===== Data shown =====
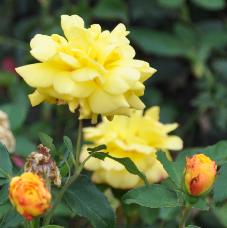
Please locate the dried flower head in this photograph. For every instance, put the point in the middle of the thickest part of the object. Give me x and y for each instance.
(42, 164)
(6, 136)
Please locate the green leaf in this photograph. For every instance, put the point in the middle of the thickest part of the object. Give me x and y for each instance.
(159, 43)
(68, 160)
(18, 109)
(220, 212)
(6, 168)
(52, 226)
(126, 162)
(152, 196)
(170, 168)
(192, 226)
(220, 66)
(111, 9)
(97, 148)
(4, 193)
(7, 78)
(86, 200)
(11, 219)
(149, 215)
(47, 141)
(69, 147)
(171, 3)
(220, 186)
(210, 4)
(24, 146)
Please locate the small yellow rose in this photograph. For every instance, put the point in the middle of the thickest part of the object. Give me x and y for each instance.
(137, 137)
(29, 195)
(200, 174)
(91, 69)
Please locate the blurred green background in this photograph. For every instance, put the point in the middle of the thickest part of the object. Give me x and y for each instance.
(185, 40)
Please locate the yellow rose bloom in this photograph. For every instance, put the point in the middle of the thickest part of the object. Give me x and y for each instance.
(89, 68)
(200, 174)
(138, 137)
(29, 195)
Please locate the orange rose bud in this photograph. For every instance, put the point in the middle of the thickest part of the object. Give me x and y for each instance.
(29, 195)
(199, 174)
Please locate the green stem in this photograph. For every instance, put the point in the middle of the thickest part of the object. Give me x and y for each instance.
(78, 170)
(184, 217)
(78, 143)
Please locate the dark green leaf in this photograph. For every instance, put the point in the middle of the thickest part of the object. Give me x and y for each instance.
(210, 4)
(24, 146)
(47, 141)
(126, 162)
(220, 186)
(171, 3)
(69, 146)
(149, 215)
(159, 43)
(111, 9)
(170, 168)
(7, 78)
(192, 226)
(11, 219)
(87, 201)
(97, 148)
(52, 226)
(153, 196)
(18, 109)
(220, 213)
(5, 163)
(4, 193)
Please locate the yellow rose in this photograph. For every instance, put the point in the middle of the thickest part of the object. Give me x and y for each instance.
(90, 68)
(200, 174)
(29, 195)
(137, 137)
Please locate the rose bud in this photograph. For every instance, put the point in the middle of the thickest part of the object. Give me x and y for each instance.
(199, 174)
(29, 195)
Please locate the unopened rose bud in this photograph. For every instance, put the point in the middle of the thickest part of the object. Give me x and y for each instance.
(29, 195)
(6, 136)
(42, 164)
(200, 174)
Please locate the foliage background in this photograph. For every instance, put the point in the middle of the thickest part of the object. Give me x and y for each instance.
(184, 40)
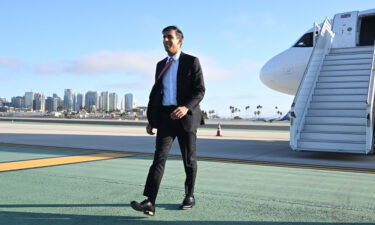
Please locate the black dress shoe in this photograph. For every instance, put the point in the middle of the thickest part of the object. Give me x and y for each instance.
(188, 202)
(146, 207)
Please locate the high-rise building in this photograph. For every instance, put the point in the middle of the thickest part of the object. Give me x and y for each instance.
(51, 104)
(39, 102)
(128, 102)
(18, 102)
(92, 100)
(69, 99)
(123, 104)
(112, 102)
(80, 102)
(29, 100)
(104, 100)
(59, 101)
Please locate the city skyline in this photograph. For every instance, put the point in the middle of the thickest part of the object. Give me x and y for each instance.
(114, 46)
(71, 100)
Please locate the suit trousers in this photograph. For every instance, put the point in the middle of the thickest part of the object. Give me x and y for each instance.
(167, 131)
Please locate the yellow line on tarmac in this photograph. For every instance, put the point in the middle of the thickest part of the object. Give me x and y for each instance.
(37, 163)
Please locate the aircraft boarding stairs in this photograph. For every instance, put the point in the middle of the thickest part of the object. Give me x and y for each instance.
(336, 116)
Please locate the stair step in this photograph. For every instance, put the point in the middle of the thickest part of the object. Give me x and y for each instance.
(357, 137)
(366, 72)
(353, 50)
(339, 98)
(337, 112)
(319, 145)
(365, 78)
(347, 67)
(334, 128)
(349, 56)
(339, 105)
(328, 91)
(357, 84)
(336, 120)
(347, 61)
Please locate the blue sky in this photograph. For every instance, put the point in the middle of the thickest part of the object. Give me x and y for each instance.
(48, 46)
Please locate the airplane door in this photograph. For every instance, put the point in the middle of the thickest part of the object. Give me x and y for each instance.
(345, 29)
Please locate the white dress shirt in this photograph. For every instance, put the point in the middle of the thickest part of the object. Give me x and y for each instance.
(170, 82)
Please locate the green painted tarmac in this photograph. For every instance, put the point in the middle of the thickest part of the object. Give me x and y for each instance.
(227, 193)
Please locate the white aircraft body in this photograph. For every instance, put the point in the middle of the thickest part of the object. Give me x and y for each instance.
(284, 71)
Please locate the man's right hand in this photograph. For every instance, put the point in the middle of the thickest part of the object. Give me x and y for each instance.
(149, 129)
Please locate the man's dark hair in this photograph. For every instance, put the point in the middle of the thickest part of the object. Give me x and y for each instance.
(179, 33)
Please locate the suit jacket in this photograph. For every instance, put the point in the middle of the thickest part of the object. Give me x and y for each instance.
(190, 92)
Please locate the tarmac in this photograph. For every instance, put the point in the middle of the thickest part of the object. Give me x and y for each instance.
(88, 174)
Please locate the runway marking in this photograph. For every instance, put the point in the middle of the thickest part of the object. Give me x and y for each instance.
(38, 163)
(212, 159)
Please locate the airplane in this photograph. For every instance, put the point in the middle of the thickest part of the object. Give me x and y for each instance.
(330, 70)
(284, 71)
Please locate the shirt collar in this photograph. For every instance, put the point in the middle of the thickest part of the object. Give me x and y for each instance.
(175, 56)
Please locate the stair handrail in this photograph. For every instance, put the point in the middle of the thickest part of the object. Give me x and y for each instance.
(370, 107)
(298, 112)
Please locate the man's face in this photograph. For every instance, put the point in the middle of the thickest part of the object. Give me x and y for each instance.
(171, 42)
=====
Exercise directions |
Render every line of the items above as a JSON list of strings, one string per line, skipping blank lines and leaving the pictures out.

The result |
[
  "Please locate the dried flower head in this photograph. For every instance, put the point in the middle of the thickest part of the object. Give me x and y for each instance.",
  "(42, 164)",
  "(6, 136)",
  "Please locate the green leaf in this photograph. For every instance, put the point in the middle of the thickest part of the object. Give me x and y for each instance.",
  "(159, 43)",
  "(68, 160)",
  "(18, 109)",
  "(220, 212)",
  "(6, 168)",
  "(52, 226)",
  "(126, 162)",
  "(152, 196)",
  "(170, 168)",
  "(192, 226)",
  "(220, 66)",
  "(111, 9)",
  "(97, 148)",
  "(4, 193)",
  "(7, 78)",
  "(86, 200)",
  "(11, 219)",
  "(149, 215)",
  "(47, 141)",
  "(69, 147)",
  "(171, 3)",
  "(220, 186)",
  "(210, 4)",
  "(24, 146)",
  "Please locate the small yellow rose in this photograph. For every instance, put the point in the middle of the thickest part of the object. Give me x and y for each instance.",
  "(137, 137)",
  "(29, 195)",
  "(200, 174)",
  "(91, 69)",
  "Please locate the blurred green background in this photograph. For every instance, put the point in the middle of the thickest part of the object. Give me x and y for each instance.",
  "(185, 40)",
  "Please locate the yellow rose bloom in this photograph. For every instance, put the point in the middle of the thickest part of the object. Give me x and y for each instance.",
  "(89, 68)",
  "(200, 174)",
  "(138, 137)",
  "(29, 195)",
  "Please locate the orange rose bud in this photograph. For every instance, put the point in the middle of the thickest part of the object. Give me x and y for each instance.",
  "(29, 195)",
  "(199, 174)",
  "Please locate the green stem in this photograph. For every instance, put the point in the middle of the thickest part of the object. Give me x and y for each instance.",
  "(78, 170)",
  "(184, 217)",
  "(78, 143)",
  "Please locate the dark green leaf in this photograph. For every instance, put the point in the middle of the thickest part of the object. Give me x and y for each instance.",
  "(210, 4)",
  "(24, 146)",
  "(47, 141)",
  "(126, 162)",
  "(220, 186)",
  "(171, 3)",
  "(69, 146)",
  "(149, 215)",
  "(159, 43)",
  "(111, 9)",
  "(170, 168)",
  "(7, 78)",
  "(192, 226)",
  "(11, 219)",
  "(87, 201)",
  "(97, 148)",
  "(52, 226)",
  "(153, 196)",
  "(18, 109)",
  "(220, 213)",
  "(5, 163)",
  "(4, 193)",
  "Please locate the yellow rose in this photograph. For every instance, put the point in the middle of the thickest part of the object. Give me x and y for each instance.",
  "(90, 68)",
  "(200, 174)",
  "(29, 195)",
  "(137, 137)",
  "Please locate the rose bud in this photograph. For every instance, put the point in the middle of the thickest part of the object. Give me x and y for each instance.",
  "(199, 174)",
  "(29, 195)",
  "Please locate the unopened rose bud in this photograph. For every instance, put the point in the middle of the thickest part of the object. Give me x and y for each instance.",
  "(29, 195)",
  "(6, 136)",
  "(42, 164)",
  "(200, 174)",
  "Please locate the foliage background in this photograph. For every instance, put the point in the middle of the thickest part of the object. Give me x and y for each instance.",
  "(184, 40)",
  "Please locate the black dress shoe in this photograph. For every instance, put the point in the middle of the thickest part of the object. Give me x and y for each instance.",
  "(188, 202)",
  "(146, 207)",
  "Please locate the high-rise building in this photograph. For every instance, put the point in the middle of the thickest part of the object. Give me x and y for each instance.",
  "(51, 104)",
  "(39, 102)",
  "(128, 102)",
  "(18, 102)",
  "(92, 100)",
  "(69, 99)",
  "(123, 104)",
  "(112, 102)",
  "(80, 102)",
  "(29, 100)",
  "(104, 100)",
  "(59, 101)",
  "Please locate the city skyline in this photograph. For every instance, put the point in the middle of the thickest part of the object. Give me x and y for each instance.",
  "(114, 46)",
  "(71, 100)",
  "Please locate the suit trousers in this photograph. For every instance, put the point in the middle of the thickest part of the object. Give me x and y for each instance.",
  "(167, 131)",
  "Please locate the yellow line on tarmac in this photograph. For every instance, put the point in the middle of the thickest part of the object. Give me x and y for each instance.",
  "(37, 163)",
  "Please locate the aircraft boarding stairs in this photograph. For every instance, put the point in the middle of the thickest part of the object. Give me x and y for each instance.",
  "(336, 116)",
  "Please locate the stair step in this photograph. For every instance, put the point in the middle of the thickest part of the object. Give me x and y for each instance.",
  "(357, 137)",
  "(366, 72)",
  "(353, 50)",
  "(339, 98)",
  "(337, 112)",
  "(319, 145)",
  "(365, 78)",
  "(347, 67)",
  "(334, 128)",
  "(349, 56)",
  "(339, 105)",
  "(328, 91)",
  "(357, 84)",
  "(336, 120)",
  "(347, 61)",
  "Please locate the blue sky in this photograph. For every instance, put the point in the middle of the thickest part of the object. Give me x and y for each instance.",
  "(48, 46)",
  "Please locate the airplane door in this photograph. For every instance, put the point in the middle of the thickest part of the object. Give me x and y for each instance.",
  "(345, 29)",
  "Please locate the white dress shirt in this photograph. For every instance, put the point in the middle of the thickest part of the object. Give me x and y for each instance.",
  "(170, 82)",
  "Please locate the green painted tarmac in this photograph. For every instance, put the point in the middle of the thickest part of the object. Give me x and y for each instance.",
  "(227, 193)",
  "Please locate the white aircraft body in this photograph. For every instance, put the point in the middle of the thickest part of the object. Give me x and y for each instance.",
  "(284, 71)",
  "Please locate the man's right hand in this photograph. For every instance, put the point in the middle of the thickest part of the object. Give me x and y for each instance.",
  "(149, 129)",
  "Please locate the man's dark hair in this photograph. For every instance, put the point in the middle of the thickest part of the object. Give me x and y for each instance.",
  "(179, 33)",
  "Please locate the suit jacket in this photograph. For every instance, put the point in the middle of the thickest part of the object. Give me x and y for each instance.",
  "(190, 92)",
  "Please locate the tarmac in this photograph. For every instance, put the point in the middle of the thickest part of the object. Give me x and y for each instance.",
  "(88, 174)",
  "Please locate the runway marking in this photograph. For every instance, put the point in the middle of the thickest part of the object. Give me x and y for each instance.",
  "(38, 163)",
  "(212, 159)",
  "Please locate the airplane in this photograph. For every instance, put the point in the middle of the thickest part of the object. Give me x and y for each instance.",
  "(330, 70)",
  "(284, 71)",
  "Please locate the shirt collar in this photograph. For every instance, put the point in the middle of the thickest part of the object. Give me x and y for each instance.",
  "(175, 56)",
  "Please locate the stair handrail in this photograph. For every instance, put the point in the middle of the thickest part of the object. Give me x and y for each instance.",
  "(370, 107)",
  "(298, 112)",
  "Please locate the man's face in this photograph. For every instance, put the point in the middle of the thickest part of the object. Give me x and y for each instance.",
  "(171, 42)"
]